* [Dataset rows]:
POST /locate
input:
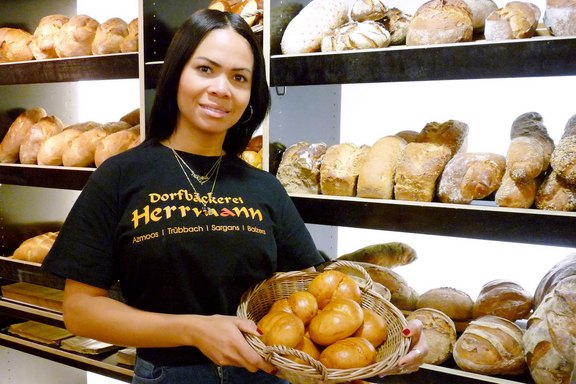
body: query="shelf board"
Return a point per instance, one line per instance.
(481, 220)
(45, 176)
(537, 56)
(103, 67)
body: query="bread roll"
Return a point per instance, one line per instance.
(564, 268)
(440, 22)
(471, 176)
(560, 17)
(418, 171)
(505, 299)
(109, 35)
(45, 127)
(490, 345)
(44, 39)
(299, 169)
(76, 36)
(130, 42)
(453, 302)
(376, 175)
(516, 20)
(116, 143)
(305, 31)
(35, 248)
(15, 45)
(550, 338)
(53, 148)
(339, 169)
(439, 331)
(17, 133)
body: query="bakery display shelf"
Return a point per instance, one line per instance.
(104, 365)
(58, 177)
(480, 220)
(103, 67)
(537, 56)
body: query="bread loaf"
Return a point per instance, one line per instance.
(44, 39)
(440, 22)
(550, 337)
(503, 298)
(299, 169)
(439, 331)
(130, 42)
(17, 133)
(116, 143)
(35, 248)
(76, 36)
(471, 176)
(516, 20)
(418, 171)
(108, 36)
(15, 45)
(453, 302)
(376, 175)
(340, 167)
(560, 17)
(305, 31)
(45, 127)
(490, 345)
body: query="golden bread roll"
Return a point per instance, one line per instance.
(17, 133)
(76, 36)
(456, 304)
(352, 352)
(505, 299)
(550, 338)
(418, 171)
(440, 22)
(471, 176)
(109, 35)
(376, 175)
(130, 42)
(439, 331)
(339, 319)
(35, 248)
(44, 39)
(299, 169)
(15, 45)
(116, 143)
(491, 345)
(45, 127)
(339, 169)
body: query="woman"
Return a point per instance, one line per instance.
(184, 224)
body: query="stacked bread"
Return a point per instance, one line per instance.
(60, 36)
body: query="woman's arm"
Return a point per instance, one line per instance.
(90, 312)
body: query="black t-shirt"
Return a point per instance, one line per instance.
(138, 221)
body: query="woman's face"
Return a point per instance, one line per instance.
(215, 84)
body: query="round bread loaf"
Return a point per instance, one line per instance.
(505, 299)
(454, 303)
(439, 331)
(490, 345)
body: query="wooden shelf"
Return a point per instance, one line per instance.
(537, 56)
(105, 67)
(482, 220)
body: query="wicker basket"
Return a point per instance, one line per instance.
(257, 301)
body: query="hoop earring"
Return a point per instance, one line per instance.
(249, 117)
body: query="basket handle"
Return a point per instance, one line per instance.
(354, 269)
(312, 362)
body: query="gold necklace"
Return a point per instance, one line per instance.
(205, 209)
(201, 179)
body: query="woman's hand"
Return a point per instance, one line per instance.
(412, 361)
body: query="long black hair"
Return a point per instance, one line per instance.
(164, 111)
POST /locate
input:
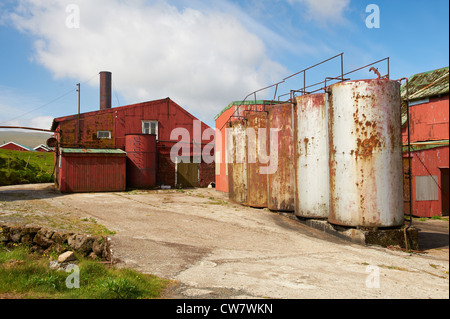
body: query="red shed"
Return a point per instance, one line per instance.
(91, 170)
(13, 146)
(429, 140)
(173, 127)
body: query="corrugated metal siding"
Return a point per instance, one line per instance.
(92, 173)
(426, 163)
(128, 120)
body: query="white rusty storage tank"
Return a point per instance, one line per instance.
(311, 156)
(237, 161)
(280, 180)
(365, 149)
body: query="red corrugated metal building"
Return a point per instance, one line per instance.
(108, 127)
(91, 170)
(429, 143)
(13, 146)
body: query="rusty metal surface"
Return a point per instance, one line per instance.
(141, 160)
(280, 196)
(311, 156)
(236, 161)
(257, 151)
(365, 157)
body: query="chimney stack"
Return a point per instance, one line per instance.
(105, 90)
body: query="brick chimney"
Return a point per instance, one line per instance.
(105, 90)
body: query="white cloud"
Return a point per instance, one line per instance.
(325, 11)
(44, 122)
(202, 59)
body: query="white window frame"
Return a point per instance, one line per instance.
(99, 133)
(149, 130)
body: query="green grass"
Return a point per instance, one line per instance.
(29, 276)
(25, 167)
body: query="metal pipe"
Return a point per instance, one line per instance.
(409, 161)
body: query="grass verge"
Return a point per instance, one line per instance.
(29, 276)
(25, 167)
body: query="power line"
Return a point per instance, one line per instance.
(40, 107)
(48, 103)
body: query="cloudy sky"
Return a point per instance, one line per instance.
(201, 54)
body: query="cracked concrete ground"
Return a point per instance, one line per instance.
(212, 248)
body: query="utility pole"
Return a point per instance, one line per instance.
(79, 131)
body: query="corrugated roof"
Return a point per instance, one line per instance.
(91, 151)
(425, 85)
(20, 145)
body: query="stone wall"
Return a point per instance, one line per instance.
(42, 240)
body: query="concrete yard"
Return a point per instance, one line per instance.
(212, 248)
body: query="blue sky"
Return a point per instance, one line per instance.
(202, 54)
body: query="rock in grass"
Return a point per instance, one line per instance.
(66, 257)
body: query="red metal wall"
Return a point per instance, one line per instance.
(425, 163)
(92, 173)
(428, 122)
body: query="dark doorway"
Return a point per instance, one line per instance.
(444, 190)
(187, 174)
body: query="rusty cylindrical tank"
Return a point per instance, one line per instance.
(236, 161)
(257, 159)
(141, 160)
(280, 196)
(365, 154)
(311, 156)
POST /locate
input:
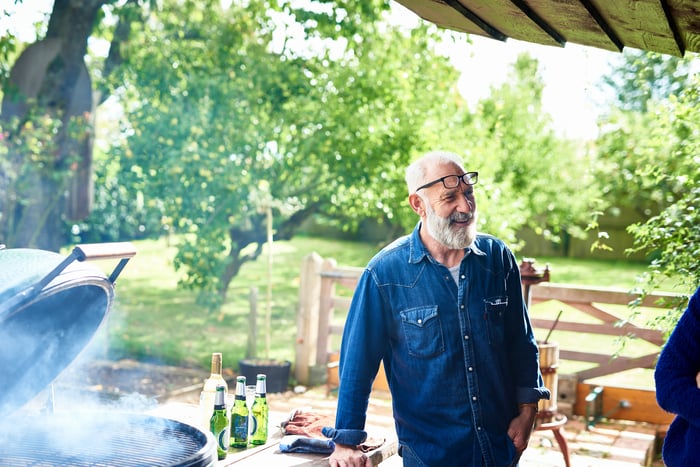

* [Work instructions]:
From the records, pull out each line that contains the string "shelf", matching case exactly.

* [Written answer]:
body: query="shelf board"
body: query="bakery display shelf"
body: query="wooden shelf"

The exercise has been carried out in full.